Directions
Render the records below as a Markdown table with the columns Row and Line, starting at the line containing "[detect] orange traffic cone" and continuing through the final line of the records, with both ends included and blank lines left out.
++++ Exercise input ++++
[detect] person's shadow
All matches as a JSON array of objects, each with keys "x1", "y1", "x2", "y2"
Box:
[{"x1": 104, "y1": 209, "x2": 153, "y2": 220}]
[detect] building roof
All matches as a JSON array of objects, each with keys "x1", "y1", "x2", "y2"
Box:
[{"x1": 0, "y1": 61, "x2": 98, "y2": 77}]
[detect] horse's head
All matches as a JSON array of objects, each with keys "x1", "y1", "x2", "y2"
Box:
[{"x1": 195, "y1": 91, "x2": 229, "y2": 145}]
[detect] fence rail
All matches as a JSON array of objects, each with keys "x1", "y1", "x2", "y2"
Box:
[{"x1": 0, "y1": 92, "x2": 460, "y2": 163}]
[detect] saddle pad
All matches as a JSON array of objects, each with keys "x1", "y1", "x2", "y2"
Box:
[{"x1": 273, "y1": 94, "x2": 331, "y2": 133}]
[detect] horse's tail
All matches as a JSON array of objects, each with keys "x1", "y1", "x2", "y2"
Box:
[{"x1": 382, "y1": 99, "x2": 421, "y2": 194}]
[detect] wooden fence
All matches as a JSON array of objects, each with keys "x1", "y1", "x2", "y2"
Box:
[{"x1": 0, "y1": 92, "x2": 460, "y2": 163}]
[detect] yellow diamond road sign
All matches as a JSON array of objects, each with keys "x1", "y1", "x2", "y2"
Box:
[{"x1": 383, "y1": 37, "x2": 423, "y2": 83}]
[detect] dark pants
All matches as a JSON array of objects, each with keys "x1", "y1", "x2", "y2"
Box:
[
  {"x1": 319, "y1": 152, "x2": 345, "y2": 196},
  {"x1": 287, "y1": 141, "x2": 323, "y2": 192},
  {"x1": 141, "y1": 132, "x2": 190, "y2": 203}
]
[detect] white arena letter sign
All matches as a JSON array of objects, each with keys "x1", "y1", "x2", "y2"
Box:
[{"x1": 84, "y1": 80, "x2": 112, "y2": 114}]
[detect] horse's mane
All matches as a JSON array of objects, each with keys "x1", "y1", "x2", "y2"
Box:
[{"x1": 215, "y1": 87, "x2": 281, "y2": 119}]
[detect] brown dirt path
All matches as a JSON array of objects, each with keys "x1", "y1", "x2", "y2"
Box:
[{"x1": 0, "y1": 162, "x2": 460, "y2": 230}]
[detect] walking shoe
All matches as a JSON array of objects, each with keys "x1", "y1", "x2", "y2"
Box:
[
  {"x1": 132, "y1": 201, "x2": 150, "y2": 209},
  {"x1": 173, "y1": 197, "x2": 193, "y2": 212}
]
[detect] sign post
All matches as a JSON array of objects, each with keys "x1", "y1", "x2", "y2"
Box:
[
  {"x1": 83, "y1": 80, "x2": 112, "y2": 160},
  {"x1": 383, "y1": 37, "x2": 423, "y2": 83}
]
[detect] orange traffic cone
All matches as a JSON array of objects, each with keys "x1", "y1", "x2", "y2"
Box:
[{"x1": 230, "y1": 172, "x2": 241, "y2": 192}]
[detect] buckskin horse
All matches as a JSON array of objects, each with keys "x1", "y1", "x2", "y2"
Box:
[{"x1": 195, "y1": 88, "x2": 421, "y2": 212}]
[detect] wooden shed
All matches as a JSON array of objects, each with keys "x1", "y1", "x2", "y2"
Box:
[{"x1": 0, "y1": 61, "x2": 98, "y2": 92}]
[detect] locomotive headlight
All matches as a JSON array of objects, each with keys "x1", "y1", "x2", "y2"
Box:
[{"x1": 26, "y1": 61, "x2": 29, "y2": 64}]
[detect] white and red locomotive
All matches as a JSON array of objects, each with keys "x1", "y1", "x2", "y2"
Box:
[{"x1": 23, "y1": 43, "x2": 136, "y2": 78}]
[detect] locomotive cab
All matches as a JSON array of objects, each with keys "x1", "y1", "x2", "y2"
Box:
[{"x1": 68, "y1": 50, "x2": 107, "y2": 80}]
++++
Written solution
| Row | Line |
|---|---|
| 1 | [detect] orange traffic cone |
| 2 | All matches as a JSON array of objects, each with keys "x1", "y1", "x2", "y2" |
| 3 | Box: |
| 4 | [{"x1": 230, "y1": 172, "x2": 241, "y2": 192}] |
| 5 | [detect] buckskin horse |
| 6 | All matches as a JSON array of objects, each with keys "x1", "y1", "x2", "y2" |
| 7 | Box: |
| 8 | [{"x1": 195, "y1": 88, "x2": 421, "y2": 212}] |
| 9 | [detect] wooden shed |
| 10 | All matches as a JSON array of objects, each with keys "x1", "y1", "x2", "y2" |
| 11 | Box: |
| 12 | [{"x1": 0, "y1": 61, "x2": 98, "y2": 92}] |
| 13 | [detect] locomotive headlight |
| 14 | All matches as a JSON array of objects, each with keys "x1", "y1", "x2", "y2" |
| 15 | Box: |
| 16 | [{"x1": 26, "y1": 61, "x2": 29, "y2": 64}] |
| 17 | [detect] white and red locomotive |
| 18 | All matches as a JSON array of objects, each with keys "x1", "y1", "x2", "y2" |
| 19 | Box: |
| 20 | [{"x1": 23, "y1": 43, "x2": 136, "y2": 78}] |
| 21 | [detect] locomotive cab |
| 22 | All matches as a JSON array of objects, each with keys "x1", "y1", "x2", "y2" |
| 23 | Box: |
| 24 | [{"x1": 68, "y1": 50, "x2": 107, "y2": 80}] |